— Begin Material provided —

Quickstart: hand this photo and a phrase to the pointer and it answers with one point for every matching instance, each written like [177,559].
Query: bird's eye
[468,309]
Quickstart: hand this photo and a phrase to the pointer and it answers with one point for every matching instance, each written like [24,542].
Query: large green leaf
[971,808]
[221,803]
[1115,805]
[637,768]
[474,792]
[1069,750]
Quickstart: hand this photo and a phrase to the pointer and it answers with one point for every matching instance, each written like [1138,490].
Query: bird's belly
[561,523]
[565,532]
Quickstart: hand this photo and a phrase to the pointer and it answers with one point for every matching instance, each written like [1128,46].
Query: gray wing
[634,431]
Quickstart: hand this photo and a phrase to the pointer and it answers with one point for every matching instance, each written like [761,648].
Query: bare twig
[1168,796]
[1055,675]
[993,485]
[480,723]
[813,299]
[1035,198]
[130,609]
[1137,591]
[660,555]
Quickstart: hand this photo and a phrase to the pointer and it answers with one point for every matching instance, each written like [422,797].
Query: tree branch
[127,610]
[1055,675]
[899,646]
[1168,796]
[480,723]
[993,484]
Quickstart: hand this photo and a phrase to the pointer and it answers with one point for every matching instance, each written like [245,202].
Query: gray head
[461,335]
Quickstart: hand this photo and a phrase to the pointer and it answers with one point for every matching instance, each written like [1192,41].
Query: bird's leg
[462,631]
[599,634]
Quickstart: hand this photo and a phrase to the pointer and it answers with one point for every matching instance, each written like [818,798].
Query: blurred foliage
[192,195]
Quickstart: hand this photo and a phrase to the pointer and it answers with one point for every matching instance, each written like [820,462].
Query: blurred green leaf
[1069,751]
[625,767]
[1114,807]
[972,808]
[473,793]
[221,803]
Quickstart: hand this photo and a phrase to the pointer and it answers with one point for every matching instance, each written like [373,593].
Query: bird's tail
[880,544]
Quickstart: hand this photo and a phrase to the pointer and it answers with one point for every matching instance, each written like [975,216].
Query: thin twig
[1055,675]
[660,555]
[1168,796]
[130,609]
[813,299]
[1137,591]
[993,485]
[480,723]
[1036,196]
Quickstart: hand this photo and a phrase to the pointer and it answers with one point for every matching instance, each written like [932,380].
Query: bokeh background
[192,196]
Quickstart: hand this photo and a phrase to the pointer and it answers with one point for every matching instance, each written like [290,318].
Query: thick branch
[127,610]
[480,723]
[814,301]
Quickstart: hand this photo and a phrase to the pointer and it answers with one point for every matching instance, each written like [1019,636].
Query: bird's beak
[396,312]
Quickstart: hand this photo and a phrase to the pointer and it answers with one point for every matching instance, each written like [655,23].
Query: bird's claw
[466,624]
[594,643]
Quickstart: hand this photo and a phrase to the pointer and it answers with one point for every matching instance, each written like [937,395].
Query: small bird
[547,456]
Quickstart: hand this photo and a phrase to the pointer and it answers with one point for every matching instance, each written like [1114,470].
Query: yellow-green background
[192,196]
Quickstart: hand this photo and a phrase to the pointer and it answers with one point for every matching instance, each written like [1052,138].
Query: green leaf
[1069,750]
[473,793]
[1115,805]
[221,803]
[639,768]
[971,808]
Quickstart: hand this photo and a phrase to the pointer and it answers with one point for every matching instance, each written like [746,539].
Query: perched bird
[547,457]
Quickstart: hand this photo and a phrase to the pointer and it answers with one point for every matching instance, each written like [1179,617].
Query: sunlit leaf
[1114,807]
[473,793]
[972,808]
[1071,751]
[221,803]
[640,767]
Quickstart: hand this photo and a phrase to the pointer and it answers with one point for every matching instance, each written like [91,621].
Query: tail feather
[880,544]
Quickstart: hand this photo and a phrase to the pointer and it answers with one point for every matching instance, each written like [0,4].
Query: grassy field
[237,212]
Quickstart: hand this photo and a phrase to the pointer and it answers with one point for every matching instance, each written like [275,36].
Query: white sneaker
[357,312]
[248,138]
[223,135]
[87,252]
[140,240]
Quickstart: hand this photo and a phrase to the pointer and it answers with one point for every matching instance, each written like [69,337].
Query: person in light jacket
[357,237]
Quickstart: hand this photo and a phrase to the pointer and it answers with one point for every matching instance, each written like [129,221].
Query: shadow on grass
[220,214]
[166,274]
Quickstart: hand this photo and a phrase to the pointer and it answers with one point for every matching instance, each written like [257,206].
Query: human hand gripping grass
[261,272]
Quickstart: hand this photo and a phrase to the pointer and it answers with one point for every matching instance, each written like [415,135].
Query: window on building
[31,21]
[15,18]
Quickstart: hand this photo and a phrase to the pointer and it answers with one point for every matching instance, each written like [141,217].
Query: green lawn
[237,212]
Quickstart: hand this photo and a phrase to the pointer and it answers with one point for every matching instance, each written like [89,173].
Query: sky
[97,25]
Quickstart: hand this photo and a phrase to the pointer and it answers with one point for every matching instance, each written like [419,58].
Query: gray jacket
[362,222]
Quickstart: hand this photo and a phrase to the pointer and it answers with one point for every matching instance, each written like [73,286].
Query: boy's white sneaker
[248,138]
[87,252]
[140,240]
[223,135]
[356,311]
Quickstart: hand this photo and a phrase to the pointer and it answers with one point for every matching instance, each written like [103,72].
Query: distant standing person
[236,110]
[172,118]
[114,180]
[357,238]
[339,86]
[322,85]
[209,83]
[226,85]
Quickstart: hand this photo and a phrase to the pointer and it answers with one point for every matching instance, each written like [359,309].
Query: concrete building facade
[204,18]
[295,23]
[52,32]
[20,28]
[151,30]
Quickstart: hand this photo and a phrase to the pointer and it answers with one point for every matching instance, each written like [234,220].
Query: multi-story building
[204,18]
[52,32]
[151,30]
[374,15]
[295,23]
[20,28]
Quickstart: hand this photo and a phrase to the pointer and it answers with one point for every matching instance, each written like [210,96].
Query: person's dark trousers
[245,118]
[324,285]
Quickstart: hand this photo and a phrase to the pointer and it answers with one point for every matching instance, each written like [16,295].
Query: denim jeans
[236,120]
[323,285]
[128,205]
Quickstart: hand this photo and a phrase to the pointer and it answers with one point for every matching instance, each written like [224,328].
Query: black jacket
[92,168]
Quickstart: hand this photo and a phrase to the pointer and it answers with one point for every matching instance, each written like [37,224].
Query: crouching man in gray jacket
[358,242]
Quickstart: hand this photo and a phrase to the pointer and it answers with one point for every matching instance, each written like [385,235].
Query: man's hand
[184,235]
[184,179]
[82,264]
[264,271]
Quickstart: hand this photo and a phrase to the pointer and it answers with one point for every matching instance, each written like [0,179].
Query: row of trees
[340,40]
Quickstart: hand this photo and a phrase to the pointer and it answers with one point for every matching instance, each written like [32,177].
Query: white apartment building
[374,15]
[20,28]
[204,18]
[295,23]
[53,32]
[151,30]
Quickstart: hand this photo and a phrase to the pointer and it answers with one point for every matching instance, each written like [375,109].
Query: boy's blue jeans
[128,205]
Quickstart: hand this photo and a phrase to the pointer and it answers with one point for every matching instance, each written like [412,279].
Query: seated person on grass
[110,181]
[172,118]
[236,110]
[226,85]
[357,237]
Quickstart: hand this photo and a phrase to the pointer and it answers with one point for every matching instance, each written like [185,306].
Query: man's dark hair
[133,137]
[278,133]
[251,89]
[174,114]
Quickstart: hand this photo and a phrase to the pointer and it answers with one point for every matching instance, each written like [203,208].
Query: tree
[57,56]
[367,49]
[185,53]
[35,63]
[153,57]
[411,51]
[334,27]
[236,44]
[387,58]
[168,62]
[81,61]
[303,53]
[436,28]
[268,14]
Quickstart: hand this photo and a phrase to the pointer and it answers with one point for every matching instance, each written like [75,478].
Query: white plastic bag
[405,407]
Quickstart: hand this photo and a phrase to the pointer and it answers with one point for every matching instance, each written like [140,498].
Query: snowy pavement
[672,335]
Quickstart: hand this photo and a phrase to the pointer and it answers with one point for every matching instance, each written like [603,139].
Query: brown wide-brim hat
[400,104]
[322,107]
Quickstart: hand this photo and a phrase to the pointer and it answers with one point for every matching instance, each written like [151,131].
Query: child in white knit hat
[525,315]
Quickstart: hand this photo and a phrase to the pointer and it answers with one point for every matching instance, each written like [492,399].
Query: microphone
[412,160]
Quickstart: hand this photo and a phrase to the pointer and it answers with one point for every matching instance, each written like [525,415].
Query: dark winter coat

— End Material provided —

▶ [Description of the task]: Retype only the lines running from the line with "written like [603,139]." to the end of the listing, including both of those lines.

▶ [Worked solution]:
Quickstart: hand this photo and a phrase to the pointer and it answers with one point for every matching instance, each written like [603,139].
Query: brown wide-brim hat
[400,104]
[322,107]
Quickstart: hand this photo and a phrase to the pointer and it answers with one point for every matching instance, each written like [151,131].
Query: child in white knit hat
[525,315]
Quickstart: hand this photo and a phrase to the pointer and it answers with one point for every matching instance, each written like [492,399].
Query: microphone
[412,160]
Quickstart: hand this photo and a phrase to the pointer and it answers with one point for every matching instance, each written like [525,415].
Query: dark winter coat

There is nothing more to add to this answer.